In his earlier years Maximilian was inclined to accept the Pierleoni descent. Later, he favored research that showed he was a descendant of the ancient Trojan kings through the Merovingians. The French kings claimed the same origin, but their line went through the Carolingian usurpers. Claiming a different version of the same line allowed Maximilian to present himself as the legitimate heir of the ancient kingdoms of Gaul and Germany, and provided a justification for his territorial expansion into France and Burgundy.
In 1649 French genealogist Jérôme Vignier advanced a new idea about the Habsburg origins. He based his theory on a manuscript fragment he found in Lorraine, but never produced the manuscript. He traced their ancestry back to Eticho, duke of Alsace in the 7th century, and from him back to Aega, _major domo_ of Clovis II in the 6th century.
• • • •
- Tasks to perform -
a – Transcribe the passage on Habsburg origins word for word, everything from "In 1649 French" down to "the 6th century.".
b – In the passage on Habsburg origins, where did Jérôme Vignier find the manuscript fragment that his theory rested on?
c – Carry the passage on Habsburg origins further, picking up after its final sentence.
• • • •
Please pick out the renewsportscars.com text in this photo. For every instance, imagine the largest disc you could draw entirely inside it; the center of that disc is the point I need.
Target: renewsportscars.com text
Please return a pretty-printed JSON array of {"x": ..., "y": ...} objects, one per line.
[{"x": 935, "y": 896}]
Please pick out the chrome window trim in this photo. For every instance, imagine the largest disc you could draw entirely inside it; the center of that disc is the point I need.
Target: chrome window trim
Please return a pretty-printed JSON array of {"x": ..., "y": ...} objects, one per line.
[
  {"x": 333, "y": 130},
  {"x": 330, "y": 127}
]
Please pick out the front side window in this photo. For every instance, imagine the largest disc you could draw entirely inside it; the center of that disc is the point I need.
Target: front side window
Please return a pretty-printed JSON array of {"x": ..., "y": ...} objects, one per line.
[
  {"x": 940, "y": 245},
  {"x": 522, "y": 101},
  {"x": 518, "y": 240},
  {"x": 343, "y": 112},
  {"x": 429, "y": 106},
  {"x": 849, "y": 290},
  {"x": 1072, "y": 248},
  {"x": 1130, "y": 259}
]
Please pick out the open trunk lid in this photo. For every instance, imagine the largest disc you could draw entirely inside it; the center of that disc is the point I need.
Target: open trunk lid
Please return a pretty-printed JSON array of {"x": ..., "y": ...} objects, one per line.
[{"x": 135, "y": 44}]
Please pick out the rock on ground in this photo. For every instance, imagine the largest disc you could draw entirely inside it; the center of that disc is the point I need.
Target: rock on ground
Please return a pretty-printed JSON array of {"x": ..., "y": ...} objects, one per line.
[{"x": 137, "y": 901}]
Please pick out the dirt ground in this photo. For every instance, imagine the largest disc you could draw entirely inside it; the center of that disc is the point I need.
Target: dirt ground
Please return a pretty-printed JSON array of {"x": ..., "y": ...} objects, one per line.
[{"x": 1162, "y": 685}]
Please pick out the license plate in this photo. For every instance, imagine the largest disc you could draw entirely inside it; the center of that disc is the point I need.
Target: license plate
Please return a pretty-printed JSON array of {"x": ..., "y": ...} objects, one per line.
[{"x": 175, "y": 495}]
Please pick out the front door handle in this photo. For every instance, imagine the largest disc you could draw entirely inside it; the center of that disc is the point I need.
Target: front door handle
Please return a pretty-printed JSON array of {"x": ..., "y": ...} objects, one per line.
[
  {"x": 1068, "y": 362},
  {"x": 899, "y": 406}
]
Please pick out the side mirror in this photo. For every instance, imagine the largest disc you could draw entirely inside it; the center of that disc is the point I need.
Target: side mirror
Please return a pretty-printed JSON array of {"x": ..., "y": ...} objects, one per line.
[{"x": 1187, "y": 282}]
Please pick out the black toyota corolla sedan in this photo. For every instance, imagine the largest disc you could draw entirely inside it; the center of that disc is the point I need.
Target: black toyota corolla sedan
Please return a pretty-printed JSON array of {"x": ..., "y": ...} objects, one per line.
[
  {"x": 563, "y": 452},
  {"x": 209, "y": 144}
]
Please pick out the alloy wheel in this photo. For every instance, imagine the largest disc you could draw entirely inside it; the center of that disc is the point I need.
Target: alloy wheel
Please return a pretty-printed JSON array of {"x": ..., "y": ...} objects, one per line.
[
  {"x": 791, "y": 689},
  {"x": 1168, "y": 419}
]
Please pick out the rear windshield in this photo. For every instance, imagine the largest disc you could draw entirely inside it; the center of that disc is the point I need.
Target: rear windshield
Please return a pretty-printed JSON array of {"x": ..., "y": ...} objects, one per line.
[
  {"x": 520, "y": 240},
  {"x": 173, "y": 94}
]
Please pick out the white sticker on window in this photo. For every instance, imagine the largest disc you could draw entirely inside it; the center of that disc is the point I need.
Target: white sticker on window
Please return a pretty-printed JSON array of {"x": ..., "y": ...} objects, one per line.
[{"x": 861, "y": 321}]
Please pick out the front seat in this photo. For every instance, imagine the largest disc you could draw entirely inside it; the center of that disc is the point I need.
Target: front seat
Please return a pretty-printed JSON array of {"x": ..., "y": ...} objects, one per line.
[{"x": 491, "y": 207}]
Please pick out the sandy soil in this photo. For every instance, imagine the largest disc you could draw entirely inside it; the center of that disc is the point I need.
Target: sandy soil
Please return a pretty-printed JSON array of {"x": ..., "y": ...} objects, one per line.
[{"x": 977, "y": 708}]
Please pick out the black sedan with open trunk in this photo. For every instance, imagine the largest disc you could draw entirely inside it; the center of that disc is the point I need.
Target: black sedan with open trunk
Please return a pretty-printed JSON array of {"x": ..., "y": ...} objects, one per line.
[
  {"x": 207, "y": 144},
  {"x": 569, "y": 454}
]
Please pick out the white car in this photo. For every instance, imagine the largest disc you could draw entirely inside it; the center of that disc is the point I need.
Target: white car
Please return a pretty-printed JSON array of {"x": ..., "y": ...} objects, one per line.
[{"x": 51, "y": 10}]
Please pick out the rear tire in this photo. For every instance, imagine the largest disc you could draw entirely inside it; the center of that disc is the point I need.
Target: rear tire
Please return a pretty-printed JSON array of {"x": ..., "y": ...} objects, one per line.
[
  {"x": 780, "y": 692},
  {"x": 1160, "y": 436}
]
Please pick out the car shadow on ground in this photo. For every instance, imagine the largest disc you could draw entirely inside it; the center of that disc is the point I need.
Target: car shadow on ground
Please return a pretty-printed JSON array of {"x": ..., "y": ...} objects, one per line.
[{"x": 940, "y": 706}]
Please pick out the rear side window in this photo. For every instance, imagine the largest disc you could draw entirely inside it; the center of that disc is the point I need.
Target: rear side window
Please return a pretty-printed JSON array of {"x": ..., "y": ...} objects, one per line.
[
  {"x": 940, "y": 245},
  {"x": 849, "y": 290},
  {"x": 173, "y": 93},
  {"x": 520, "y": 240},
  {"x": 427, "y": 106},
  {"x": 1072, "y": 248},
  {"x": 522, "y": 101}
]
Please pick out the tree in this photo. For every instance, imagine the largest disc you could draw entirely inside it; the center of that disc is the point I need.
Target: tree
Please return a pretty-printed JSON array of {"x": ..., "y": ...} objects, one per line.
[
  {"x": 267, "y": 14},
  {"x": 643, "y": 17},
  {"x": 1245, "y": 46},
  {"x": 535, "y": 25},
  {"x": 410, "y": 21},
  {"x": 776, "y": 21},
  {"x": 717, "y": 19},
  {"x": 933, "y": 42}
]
• • • •
- Answers to the exercise -
a –
In 1649 French genealogist Jérôme Vignier advanced a new idea about the Habsburg origins. He based his theory on a manuscript fragment he found in Lorraine, but never produced the manuscript. He traced their ancestry back to Eticho, duke of Alsace in the 7th century, and from him back to Aega, _major domo_ of Clovis II in the 6th century.

b – In Lorraine.

c –
At the time, this line had political implications. The Habsburgs were no longer the heirs of the ancient French kings, they were one branch of a subordinate family.

So it looks as though the French Merovingian descent back to the Trojans of Homer's "Iliad" set the pattern for the Habsburg descent, unless I am reading and understanding it wrong. Perhaps I am saying something more deep, without intending to sidetrack this thread topic, Sorry.


----------



## Silveryou (Dec 21, 2021)

Fawkes said:


> Perhaps I am saying something more deep, without intending to sidetrack this thread topic, Sorry.


That's ok. I see that words such as 'Hercules' and 'Troy' are clearly connected to the topic, but the thread is entirely about a relocation of the geography, the racial background of the peoples involved and the eventual language they spoke.

Edit: and the time when these events really happened, of course.


----------



## Silveryou (Dec 22, 2021)

*Celtic Frost *(Celtic Frost):

After Felice Vinci "The Baltic Origins of Homer Epic Tales" , I received the competing book by Iman Jacob Wilkens "Where Troy Once Stood" .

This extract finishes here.